* Texto seleccionado
* * * *

Además, diversos estudios respaldan esta visión. El Foro Económico Mundial (2023) proyectó que para 2027 se perderán 83 millones de empleos a nivel global debido a la automatización, pero al mismo tiempo se crearán 69 millones en áreas emergentes como energías renovables, análisis de datos, ciberseguridad y desarrollo de IA. Es decir, más que una desaparición total de profesiones, se producirá una reconversión laboral. Los profesionales que logren adaptarse, aprender nuevas competencias digitales y combinar sus saberes con el uso estratégico de la IA tendrán un lugar asegurado en el mercado laboral.
El riesgo real no es que la inteligencia artificial reemplace a los profesionales, sino que amplíe las brechas entre quienes logran adaptarse y quiénes no. La llamada “brecha digital” ya no se limita a tener o no acceso a internet, sino a la capacidad de utilizar herramientas avanzadas de manera crítica y creativa. Si un abogado sigue trabajando únicamente con expedientes físicos, mientras otro domina sistemas de análisis con IA, la diferencia en productividad será abismal. Lo mismo ocurre en periodismo, arquitectura, ingeniería y comunicación. En este sentido, la educación superior tiene un reto crucial: integrar de manera transversal la alfabetización digital y la formación en competencias tecnológicas, pero también reforzar habilidades blandas como el pensamiento crítico, la ética y la empatía, justamente las que la IA no puede replicar.

* * * *

* Material proporcionado
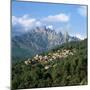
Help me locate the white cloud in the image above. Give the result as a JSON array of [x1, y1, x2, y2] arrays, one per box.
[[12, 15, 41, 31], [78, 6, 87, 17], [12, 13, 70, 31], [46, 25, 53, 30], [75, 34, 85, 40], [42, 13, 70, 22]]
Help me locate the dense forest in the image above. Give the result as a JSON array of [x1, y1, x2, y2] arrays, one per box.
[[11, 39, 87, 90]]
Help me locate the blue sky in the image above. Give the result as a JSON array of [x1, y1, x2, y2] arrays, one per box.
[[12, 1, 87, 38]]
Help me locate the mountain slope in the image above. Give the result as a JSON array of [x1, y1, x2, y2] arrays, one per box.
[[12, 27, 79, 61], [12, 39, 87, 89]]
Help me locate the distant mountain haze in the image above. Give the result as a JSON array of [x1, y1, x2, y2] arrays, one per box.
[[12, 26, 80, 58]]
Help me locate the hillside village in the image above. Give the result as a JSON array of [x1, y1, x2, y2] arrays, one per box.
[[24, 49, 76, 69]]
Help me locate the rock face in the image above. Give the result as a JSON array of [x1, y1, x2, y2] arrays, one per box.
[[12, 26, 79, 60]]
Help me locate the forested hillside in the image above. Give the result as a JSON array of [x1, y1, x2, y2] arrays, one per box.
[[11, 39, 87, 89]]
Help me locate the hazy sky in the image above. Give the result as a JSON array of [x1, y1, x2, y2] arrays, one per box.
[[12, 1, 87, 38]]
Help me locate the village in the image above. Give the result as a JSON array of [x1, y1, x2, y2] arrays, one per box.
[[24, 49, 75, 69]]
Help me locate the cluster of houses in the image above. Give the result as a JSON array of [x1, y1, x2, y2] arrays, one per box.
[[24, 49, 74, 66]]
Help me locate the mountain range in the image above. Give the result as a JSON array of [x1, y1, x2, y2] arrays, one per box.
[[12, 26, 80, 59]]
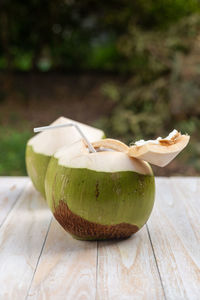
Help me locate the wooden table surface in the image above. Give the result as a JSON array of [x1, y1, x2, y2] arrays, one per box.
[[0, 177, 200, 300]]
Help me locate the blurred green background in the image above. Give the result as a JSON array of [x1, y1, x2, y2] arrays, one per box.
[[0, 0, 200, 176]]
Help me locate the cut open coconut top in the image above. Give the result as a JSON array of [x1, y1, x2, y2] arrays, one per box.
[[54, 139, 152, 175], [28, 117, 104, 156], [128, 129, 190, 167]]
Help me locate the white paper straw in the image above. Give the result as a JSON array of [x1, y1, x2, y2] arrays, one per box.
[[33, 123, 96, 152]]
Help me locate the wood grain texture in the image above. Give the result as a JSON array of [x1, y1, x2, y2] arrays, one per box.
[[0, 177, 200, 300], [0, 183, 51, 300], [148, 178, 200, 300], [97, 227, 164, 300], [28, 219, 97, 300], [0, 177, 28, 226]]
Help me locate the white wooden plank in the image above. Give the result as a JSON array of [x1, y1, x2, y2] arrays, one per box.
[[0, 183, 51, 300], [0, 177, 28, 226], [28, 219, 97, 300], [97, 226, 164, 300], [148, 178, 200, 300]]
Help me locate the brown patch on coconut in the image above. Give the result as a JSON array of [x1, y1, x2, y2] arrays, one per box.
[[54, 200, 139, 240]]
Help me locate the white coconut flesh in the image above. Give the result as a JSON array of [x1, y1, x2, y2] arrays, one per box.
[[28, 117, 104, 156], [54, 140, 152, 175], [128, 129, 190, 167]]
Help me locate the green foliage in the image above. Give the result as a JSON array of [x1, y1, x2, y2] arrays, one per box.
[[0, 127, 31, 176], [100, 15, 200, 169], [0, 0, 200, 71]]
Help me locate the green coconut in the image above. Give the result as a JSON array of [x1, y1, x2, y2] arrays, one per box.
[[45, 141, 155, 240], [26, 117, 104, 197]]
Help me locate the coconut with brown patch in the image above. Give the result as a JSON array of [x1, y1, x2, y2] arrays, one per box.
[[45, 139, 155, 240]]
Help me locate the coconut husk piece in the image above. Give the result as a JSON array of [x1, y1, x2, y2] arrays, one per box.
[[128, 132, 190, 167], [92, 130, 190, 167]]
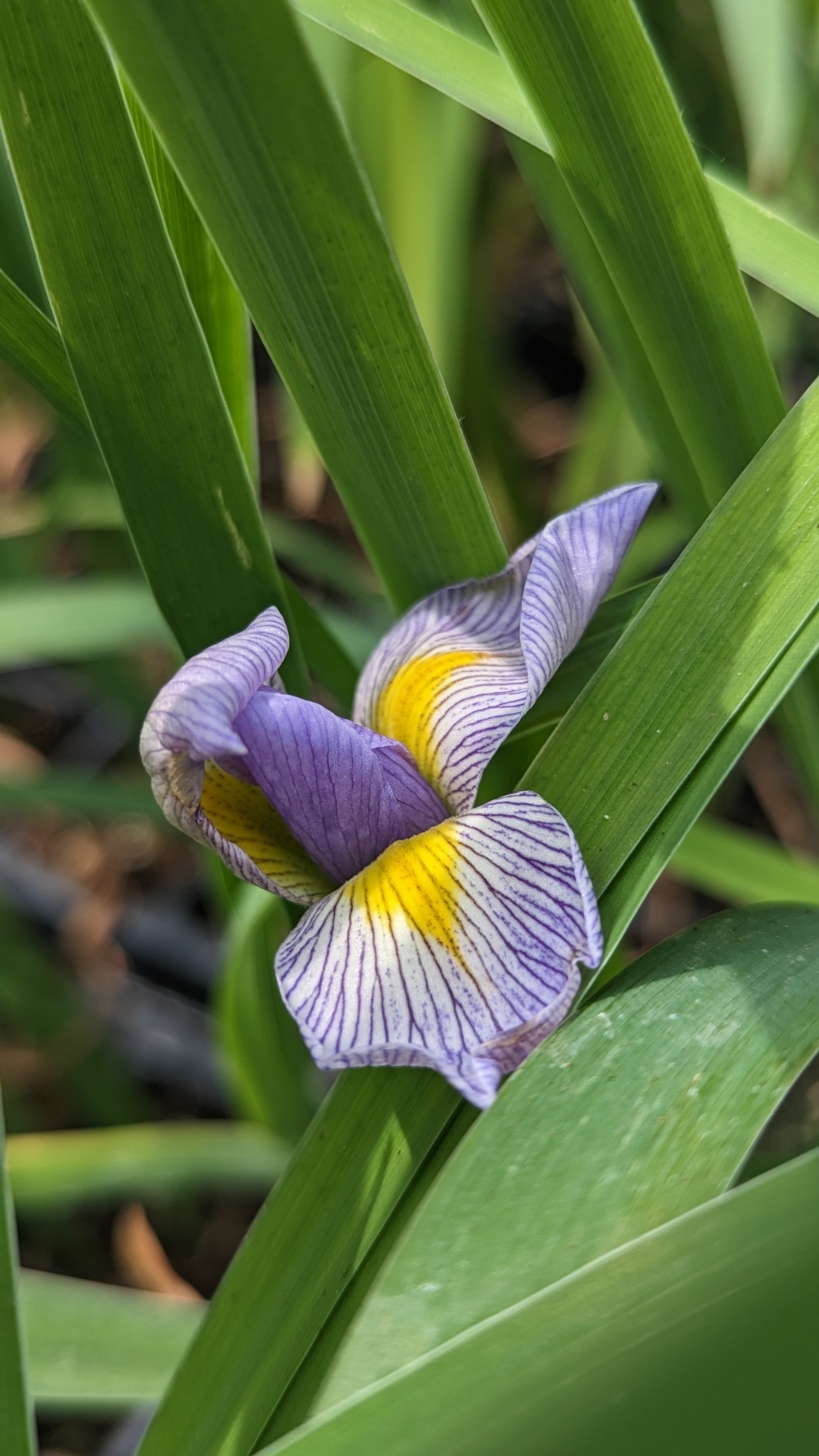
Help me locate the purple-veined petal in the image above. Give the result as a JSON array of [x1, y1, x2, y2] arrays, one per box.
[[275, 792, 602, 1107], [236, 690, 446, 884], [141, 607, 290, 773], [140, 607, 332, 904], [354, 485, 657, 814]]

* * * *

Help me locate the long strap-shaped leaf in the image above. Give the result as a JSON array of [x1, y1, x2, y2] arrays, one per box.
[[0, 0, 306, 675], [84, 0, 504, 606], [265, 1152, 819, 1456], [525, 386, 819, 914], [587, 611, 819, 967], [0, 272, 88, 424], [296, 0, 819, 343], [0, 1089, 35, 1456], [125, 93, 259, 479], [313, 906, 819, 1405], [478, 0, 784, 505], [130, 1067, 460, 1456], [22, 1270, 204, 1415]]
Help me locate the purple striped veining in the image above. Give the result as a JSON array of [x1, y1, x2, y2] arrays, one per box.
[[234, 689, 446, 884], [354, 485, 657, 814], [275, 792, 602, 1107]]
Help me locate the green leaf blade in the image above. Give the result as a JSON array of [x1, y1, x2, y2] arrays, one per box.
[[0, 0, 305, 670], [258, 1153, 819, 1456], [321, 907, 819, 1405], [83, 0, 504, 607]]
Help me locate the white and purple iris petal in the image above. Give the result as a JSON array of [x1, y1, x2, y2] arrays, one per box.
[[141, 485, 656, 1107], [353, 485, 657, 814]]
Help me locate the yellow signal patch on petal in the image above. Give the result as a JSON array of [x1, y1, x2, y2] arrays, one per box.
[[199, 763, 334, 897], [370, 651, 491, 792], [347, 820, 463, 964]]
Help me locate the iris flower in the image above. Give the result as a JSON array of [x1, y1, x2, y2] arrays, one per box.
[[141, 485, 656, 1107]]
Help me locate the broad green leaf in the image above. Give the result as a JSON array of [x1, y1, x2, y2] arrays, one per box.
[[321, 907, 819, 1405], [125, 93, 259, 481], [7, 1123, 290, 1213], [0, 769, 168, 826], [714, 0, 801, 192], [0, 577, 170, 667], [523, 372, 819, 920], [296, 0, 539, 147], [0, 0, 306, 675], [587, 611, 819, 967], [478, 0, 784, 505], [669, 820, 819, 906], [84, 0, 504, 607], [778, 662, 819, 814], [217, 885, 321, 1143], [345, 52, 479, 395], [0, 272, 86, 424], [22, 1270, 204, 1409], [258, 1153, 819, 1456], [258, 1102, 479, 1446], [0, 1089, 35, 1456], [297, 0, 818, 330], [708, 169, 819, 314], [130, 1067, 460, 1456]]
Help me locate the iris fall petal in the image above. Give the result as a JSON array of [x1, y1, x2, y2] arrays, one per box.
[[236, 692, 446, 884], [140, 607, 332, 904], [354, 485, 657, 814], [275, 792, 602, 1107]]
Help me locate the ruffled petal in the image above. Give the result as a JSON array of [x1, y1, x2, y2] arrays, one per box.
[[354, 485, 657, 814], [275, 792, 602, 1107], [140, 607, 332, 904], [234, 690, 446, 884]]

* * * *

* Preguntas
A) Según el texto sobre la inteligencia artificial y el empleo, ¿cuántos empleos nuevos proyectó el Foro Económico Mundial que se crearán para 2027?
B) Prolonga el texto sobre la inteligencia artificial y el empleo a partir de su última oración.
Las filas son un material independiente del texto.

* Resultados
A) 69 millones de empleos.

B)
Existen, por supuesto, riesgos asociados al uso indiscriminado de la inteligencia artificial. Entre ellos destacan la generación de desinformación a gran escala, la posibilidad de sesgos discriminatorios en algoritmos y la pérdida de empleos en sectores con baja calificación. Sin embargo, estos riesgos no deben llevarnos a un rechazo absoluto, sino a una regulación adecuada y a un uso responsable. Países como la Unión Europea ya han aprobado marcos normativos para garantizar que el desarrollo de la IA respete los derechos humanos y priorice la transparencia. América Latina aún está dando pasos en este terreno, y resulta urgente que los Estados, junto con las universidades y la sociedad civil, participen en este debate.
La inteligencia artificial sí reemplazará funciones, especialmente aquellas rutinarias y automatizables, pero no reemplazará a los profesionales en su esencia. Ninguna máquina puede asumir el rol humano de tomar decisiones éticas, crear con sensibilidad cultural o comprender la complejidad de una sociedad. La historia demuestra que cada avance tecnológico genera incertidumbre, pero también abre oportunidades inéditas. El verdadero reto es cómo nos preparamos: si apostamos por una educación flexible que forme profesionales críticos y capaces de integrar la tecnología con la dimensión humana, entonces la inteligencia artificial será aliada y no enemiga. Más que preguntarnos si la IA nos reemplazará, deberíamos preguntarnos cómo queremos convivir y crecer junto a ella.
*Comunicadora, docente universitaria y periodista digital.